**EXTRACT TO READ**
How to Compress a PDF Without Losing Quality
Large PDFs are a persistent headache. Email servers reject attachments over 10–25 MB, cloud storage fills up fast, and sharing a 50 MB document over a messaging app is awkward for everyone. Compressing a PDF is the obvious fix — but most guides either point you toward expensive desktop software or online tools that upload your files to a third-party server.
This guide shows you how to compress a PDF for free, in your browser, without sending your file anywhere.
Why are PDFs so large?
PDFs grow large for a few main reasons:
- High-resolution embedded images — photos or scans at 300+ DPI add significant weight
- Multiple embedded fonts — a PDF embeds font files so it renders correctly on any machine
- Scanned documents — a scanned page is essentially a full-resolution image, repeated for every page
- Uncompressed page content — some PDF exporters don't apply compression to vector or image layers
The most effective way to reduce file size is to re-encode embedded images at a lower resolution or JPEG quality level. This typically cuts file size by 50–80% for image-heavy documents.

**TASKS FOR THIS EXERCISE**
**A.** Summarize the PDF compression guide in two sentences.
**B.** Please quote the PDF compression guide, starting with "How to Compress a PDF Without" and going on through "your file anywhere.".
The listing after the PDF compression guide is separate material.

Object pointing dataset rows:
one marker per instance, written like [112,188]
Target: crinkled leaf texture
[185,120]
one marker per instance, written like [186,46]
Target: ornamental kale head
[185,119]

**ANSWERS IN ORDER**
**A.** Large PDFs are a problem because email servers reject big attachments, cloud storage fills up fast, and sharing them over messaging apps is awkward, so the guide shows how to compress a PDF for free in a browser without sending the file anywhere. PDFs grow large because of high-resolution images, embedded fonts, scanned pages and uncompressed content, and re-encoding embedded images at a lower resolution or JPEG quality typically cuts image-heavy files by 50–80%.

**B.**
How to Compress a PDF Without Losing Quality
Large PDFs are a persistent headache. Email servers reject attachments over 10–25 MB, cloud storage fills up fast, and sharing a 50 MB document over a messaging app is awkward for everyone. Compressing a PDF is the obvious fix — but most guides either point you toward expensive desktop software or online tools that upload your files to a third-party server.
This guide shows you how to compress a PDF for free, in your browser, without sending your file anywhere.